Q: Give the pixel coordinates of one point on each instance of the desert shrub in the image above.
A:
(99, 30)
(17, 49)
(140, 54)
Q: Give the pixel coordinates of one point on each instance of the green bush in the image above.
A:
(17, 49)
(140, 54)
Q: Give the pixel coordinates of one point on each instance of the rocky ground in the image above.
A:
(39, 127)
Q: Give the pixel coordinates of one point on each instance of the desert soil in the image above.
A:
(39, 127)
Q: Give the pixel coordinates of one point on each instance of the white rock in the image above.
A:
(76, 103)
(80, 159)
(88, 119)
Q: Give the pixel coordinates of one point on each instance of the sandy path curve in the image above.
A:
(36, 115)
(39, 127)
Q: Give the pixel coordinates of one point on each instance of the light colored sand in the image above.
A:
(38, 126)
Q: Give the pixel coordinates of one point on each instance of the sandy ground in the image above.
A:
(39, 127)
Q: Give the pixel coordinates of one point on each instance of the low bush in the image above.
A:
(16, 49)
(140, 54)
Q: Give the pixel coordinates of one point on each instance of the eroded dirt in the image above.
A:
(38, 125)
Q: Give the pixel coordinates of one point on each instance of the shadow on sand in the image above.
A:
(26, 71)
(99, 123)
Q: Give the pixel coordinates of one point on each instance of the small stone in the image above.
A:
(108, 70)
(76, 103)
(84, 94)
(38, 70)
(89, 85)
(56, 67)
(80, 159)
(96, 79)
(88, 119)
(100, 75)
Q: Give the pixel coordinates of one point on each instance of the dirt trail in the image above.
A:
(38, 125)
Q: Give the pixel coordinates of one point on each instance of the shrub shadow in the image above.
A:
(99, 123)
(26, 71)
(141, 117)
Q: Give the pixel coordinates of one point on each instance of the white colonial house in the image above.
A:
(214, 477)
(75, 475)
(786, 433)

* * *

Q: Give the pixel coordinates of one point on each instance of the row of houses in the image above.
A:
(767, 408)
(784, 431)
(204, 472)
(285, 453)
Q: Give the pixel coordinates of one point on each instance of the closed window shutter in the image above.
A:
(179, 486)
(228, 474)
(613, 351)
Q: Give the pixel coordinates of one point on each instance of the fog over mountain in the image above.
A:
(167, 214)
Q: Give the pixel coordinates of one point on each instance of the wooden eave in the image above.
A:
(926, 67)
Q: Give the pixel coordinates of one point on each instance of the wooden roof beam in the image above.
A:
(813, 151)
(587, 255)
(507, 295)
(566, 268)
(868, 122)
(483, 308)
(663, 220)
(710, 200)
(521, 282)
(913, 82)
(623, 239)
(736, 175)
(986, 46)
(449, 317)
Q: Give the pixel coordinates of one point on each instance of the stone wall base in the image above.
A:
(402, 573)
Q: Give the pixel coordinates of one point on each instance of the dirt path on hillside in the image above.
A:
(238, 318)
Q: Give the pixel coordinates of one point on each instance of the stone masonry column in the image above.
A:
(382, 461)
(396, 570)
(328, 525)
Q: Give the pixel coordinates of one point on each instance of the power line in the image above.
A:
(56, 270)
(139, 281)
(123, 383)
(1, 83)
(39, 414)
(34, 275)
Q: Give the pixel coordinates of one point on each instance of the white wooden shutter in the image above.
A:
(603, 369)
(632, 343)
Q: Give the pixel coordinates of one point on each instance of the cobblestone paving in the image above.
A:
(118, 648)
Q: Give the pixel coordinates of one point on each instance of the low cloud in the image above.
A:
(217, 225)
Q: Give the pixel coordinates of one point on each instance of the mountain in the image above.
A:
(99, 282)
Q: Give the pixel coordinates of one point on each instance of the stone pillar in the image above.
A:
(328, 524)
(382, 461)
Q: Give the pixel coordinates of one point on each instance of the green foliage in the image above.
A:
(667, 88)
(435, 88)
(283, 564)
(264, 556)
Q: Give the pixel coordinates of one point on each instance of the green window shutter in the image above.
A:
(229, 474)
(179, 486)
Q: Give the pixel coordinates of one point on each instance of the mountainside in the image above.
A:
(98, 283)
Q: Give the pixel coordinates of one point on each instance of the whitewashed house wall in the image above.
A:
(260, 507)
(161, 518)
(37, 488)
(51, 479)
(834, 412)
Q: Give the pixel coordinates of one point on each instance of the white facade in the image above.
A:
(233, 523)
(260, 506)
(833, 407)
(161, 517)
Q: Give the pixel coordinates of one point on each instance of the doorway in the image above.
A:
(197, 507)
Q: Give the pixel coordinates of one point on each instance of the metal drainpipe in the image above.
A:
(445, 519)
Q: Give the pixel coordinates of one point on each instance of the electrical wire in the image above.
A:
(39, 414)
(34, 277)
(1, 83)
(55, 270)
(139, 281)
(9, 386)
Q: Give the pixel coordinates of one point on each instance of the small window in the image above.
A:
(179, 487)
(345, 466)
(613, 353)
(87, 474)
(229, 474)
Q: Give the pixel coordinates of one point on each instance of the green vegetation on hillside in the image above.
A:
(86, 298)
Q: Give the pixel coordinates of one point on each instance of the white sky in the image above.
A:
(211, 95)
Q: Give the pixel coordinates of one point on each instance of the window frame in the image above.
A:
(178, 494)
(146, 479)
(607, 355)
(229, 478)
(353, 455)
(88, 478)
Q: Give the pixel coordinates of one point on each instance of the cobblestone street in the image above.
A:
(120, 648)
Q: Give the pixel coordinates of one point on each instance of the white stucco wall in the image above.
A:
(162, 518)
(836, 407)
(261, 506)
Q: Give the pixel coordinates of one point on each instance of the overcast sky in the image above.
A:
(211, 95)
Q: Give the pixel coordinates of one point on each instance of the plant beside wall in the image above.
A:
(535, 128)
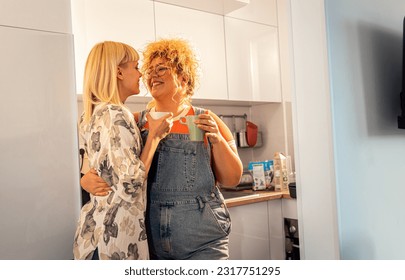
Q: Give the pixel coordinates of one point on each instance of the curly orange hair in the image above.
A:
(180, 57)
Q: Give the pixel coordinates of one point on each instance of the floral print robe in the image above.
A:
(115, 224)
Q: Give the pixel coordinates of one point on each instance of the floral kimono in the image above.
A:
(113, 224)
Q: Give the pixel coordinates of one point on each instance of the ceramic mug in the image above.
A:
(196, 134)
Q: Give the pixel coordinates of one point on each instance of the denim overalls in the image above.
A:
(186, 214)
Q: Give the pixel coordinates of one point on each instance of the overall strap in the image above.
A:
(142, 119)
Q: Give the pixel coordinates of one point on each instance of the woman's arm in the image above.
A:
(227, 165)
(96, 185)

### Exercise description
Word for word, restate the lines of the listing above starting at the line with "shrub in the image above." and ending at the line with "shadow in the image above.", and nothing outside them.

### Answer
Q: Give the pixel coordinates of one point on each instance of the desert shrub in the image above.
A:
(99, 30)
(17, 49)
(140, 54)
Q: Give the pixel coordinates of one point on each instance of the green bush in the image above.
A:
(17, 49)
(140, 54)
Q: Give the pixel coordinates of one point on each instance of the rocky ground in the image above.
A:
(39, 127)
Q: Give the pixel coordinates of one point on each instance of the desert soil in the image above.
A:
(39, 127)
Q: Give the pixel coordinates of one point on each instance of the white rock in the image above.
A:
(76, 103)
(80, 159)
(88, 119)
Q: Give the pixel coordinates of one point on each instance of the sandy path curve in the image above.
A:
(36, 115)
(39, 127)
Q: Give the pixel coordinates of one point on each instance of the light colored sand in the image above.
A:
(38, 126)
Q: Give the pixel coordinates of one point on each instance of the sandy ground in the image above.
A:
(39, 127)
Q: Give the pixel coordinates of one point on each instance of the low bush in the image above.
A:
(16, 49)
(140, 54)
Q: Give the pixel coordinates of one point on each instance of the eroded dirt in the image above.
A:
(38, 125)
Q: Give the pixel coordinates of one point on each instance of the shadow on sand in the image above.
A:
(26, 71)
(99, 123)
Q: Give the pixel coordinates of one point on each instance of the small stone in the image above.
A:
(108, 70)
(76, 103)
(84, 94)
(38, 70)
(89, 85)
(56, 67)
(80, 159)
(96, 79)
(88, 119)
(100, 75)
Q: Give the pixel coordinates of one point on each instance of the dirt trail in the image above.
A:
(38, 125)
Q: Give the pixel coordinates of one point on each instance of the shrub shadow in the image above.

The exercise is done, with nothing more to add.